§ Task to carry out: Shift the answer coordinates in the items between the lines holding "One point per instance, each like (100, 641)." and "(1026, 143)", inclusive. Rewrite every one of those lines, requests included, adding 115 to each number in the answer points and leaving the sample points in the requests unchanged.

§ Data for processing:
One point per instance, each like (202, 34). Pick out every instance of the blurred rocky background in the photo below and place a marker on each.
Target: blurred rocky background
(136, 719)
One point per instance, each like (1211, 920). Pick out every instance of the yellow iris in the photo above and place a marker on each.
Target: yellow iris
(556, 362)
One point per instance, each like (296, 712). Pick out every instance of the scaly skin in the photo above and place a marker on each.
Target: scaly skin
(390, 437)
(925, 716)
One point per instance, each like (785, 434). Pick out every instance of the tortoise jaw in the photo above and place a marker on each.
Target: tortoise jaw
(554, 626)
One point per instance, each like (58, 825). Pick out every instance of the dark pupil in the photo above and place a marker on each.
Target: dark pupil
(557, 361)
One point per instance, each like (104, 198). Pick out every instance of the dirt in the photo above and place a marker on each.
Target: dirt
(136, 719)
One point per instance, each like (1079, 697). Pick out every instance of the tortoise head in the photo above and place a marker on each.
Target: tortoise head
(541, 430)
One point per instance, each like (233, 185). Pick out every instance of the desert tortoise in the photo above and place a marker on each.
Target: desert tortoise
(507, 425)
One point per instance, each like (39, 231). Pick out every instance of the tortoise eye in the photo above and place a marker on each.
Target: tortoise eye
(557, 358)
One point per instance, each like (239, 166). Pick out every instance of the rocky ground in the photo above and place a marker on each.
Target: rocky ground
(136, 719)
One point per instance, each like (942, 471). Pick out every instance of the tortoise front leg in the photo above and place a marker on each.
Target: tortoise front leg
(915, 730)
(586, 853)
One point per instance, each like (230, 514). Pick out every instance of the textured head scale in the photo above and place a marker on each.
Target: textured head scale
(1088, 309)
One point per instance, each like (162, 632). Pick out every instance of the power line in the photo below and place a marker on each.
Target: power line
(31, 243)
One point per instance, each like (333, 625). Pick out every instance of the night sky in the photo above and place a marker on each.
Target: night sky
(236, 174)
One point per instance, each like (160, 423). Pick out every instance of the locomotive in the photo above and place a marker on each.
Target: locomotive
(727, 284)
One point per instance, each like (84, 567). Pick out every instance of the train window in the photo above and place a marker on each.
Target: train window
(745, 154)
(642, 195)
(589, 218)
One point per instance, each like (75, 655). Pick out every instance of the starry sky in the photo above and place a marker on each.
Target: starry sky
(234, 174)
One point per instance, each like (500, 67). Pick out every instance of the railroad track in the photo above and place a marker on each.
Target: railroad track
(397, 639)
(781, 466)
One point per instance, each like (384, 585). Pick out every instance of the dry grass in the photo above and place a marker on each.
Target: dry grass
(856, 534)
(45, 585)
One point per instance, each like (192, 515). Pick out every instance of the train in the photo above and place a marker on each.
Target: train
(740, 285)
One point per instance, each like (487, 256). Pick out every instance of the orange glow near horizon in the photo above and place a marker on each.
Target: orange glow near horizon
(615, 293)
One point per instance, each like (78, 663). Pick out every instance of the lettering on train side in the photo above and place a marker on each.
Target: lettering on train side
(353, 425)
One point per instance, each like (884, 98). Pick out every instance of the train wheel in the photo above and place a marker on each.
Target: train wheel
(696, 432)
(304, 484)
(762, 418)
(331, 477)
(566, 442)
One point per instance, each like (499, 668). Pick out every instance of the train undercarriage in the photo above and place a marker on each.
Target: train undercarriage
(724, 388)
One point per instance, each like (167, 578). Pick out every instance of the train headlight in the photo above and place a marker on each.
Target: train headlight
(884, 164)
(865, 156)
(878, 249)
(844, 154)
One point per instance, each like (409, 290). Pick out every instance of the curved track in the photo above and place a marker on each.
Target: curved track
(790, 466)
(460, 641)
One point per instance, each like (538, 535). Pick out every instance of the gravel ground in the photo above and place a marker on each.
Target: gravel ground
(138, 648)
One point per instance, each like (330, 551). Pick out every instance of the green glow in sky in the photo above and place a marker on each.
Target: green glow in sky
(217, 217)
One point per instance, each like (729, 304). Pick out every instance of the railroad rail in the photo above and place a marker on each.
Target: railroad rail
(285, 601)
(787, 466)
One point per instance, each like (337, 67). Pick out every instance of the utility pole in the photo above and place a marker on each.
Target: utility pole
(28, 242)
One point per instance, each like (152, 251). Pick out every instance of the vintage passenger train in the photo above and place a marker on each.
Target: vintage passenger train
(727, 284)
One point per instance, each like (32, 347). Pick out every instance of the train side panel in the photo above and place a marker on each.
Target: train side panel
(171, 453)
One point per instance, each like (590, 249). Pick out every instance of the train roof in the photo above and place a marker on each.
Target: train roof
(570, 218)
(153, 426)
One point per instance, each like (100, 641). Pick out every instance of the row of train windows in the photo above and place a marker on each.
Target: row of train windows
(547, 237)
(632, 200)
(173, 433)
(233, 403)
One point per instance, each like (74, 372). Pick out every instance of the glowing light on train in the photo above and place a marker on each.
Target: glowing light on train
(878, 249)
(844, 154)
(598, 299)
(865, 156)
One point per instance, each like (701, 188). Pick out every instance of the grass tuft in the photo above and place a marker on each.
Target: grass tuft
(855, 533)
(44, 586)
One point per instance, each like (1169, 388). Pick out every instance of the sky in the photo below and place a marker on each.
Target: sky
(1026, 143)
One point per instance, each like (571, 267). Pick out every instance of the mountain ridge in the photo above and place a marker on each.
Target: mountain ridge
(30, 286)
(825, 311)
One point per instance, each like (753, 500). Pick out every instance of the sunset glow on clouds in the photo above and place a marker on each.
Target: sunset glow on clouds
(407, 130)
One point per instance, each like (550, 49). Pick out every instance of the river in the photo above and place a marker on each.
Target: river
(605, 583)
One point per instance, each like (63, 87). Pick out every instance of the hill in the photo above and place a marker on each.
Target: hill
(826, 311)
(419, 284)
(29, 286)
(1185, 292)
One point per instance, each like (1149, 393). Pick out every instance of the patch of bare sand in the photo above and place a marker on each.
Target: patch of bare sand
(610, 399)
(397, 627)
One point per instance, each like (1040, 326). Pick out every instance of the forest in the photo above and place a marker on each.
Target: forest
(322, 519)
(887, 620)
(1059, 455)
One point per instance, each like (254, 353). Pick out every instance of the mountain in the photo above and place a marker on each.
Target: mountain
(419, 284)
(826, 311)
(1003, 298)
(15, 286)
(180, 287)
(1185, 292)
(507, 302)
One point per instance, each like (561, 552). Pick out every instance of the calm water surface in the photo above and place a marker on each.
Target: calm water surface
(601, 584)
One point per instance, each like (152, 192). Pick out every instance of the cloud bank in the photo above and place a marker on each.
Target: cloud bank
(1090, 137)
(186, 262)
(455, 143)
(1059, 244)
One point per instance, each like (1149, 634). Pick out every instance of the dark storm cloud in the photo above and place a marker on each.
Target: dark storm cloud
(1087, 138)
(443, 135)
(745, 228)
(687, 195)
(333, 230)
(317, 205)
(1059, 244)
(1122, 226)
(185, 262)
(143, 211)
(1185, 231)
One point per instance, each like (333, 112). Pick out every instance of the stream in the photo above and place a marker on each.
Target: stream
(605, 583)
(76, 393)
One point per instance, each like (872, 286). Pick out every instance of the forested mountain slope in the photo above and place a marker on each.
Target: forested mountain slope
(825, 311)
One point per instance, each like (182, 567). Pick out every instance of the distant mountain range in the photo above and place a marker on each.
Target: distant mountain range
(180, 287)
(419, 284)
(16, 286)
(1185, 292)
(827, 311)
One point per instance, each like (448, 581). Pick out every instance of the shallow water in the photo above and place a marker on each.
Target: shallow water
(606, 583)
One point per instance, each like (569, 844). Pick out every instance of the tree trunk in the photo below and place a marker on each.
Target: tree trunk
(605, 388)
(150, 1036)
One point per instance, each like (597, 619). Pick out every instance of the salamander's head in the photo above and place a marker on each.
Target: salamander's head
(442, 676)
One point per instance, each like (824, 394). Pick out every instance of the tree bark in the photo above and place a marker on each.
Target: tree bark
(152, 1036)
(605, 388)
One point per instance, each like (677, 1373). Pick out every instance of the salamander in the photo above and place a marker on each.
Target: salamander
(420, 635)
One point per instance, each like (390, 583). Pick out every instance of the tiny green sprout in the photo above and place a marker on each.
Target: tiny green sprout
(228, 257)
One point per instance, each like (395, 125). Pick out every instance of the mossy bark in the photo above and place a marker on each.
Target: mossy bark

§ Complete response:
One point per instance, each like (100, 641). Pick out every instance of the row of train windows in the photo above and place a marker on each.
Target: row of train windows
(662, 352)
(747, 315)
(288, 548)
(348, 518)
One point per instance, each like (74, 372). Pick out every instance of the glowing light on train in the photo above and place a marker on each.
Target: glowing light on train
(993, 364)
(959, 269)
(713, 414)
(980, 271)
One point per instance, each like (701, 188). Pick out every instance of the grass tuft in the photo above and place a marker on each.
Target: grass tuft
(970, 648)
(159, 701)
One point per instance, each like (1169, 388). Pick out every instance of the sky in the photo below and place a marker on each.
Target: sky
(1141, 258)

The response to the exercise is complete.